[EXTRACTED INFORMATION Boundary: Start]

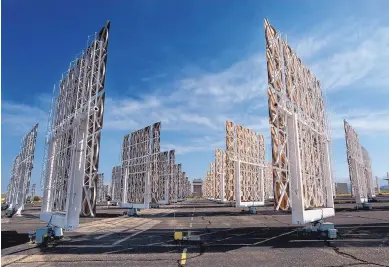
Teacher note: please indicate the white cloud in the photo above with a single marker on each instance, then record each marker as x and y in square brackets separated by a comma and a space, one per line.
[364, 121]
[20, 118]
[348, 57]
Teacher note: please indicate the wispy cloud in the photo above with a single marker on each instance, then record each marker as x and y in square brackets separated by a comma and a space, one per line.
[348, 56]
[365, 121]
[20, 118]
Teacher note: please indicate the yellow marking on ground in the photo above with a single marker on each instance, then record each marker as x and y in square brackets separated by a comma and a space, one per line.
[183, 256]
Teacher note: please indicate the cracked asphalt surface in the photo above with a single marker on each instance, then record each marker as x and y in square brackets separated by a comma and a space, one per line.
[228, 237]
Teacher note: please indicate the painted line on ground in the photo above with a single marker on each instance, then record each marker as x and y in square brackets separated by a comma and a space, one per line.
[86, 246]
[141, 222]
[145, 228]
[127, 237]
[274, 237]
[338, 240]
[183, 256]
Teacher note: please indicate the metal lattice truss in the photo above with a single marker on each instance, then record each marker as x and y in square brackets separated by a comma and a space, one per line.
[117, 184]
[21, 171]
[212, 175]
[73, 137]
[106, 191]
[150, 175]
[220, 168]
[245, 163]
[187, 187]
[356, 164]
[173, 178]
[136, 165]
[99, 188]
[179, 182]
[370, 181]
[269, 188]
[160, 193]
[33, 187]
[299, 132]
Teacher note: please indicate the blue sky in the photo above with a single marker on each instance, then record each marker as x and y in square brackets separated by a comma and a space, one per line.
[192, 65]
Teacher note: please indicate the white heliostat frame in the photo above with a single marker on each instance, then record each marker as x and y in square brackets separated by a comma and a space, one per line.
[300, 136]
[71, 157]
[245, 162]
[100, 189]
[116, 184]
[355, 160]
[368, 174]
[21, 172]
[146, 170]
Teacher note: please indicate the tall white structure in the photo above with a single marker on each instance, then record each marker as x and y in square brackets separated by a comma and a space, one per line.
[245, 166]
[299, 134]
[117, 184]
[21, 172]
[369, 180]
[356, 164]
[71, 158]
[99, 188]
[148, 174]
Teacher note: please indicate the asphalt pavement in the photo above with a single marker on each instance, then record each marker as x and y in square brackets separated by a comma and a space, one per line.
[222, 236]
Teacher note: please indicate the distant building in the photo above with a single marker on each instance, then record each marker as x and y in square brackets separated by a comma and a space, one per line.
[341, 188]
[197, 187]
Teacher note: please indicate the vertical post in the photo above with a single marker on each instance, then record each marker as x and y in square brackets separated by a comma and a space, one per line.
[237, 183]
[125, 176]
[75, 186]
[328, 176]
[295, 179]
[378, 185]
[358, 198]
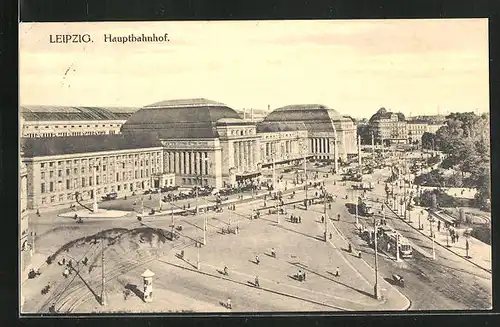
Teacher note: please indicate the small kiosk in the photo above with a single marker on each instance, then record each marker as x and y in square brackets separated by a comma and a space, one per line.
[147, 277]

[EXTRACTED INFORMATION Boundary: End]

Your answer should consist only of the lines from the one with "Teacher note: please indicate the small" through the end of the data above, reproduced exactly.

Teacher note: please indicate the small kiosk in the photo above with a single marker on each instance, then record each marker as x and y in square brackets separated by a comma and a space, one per line.
[147, 277]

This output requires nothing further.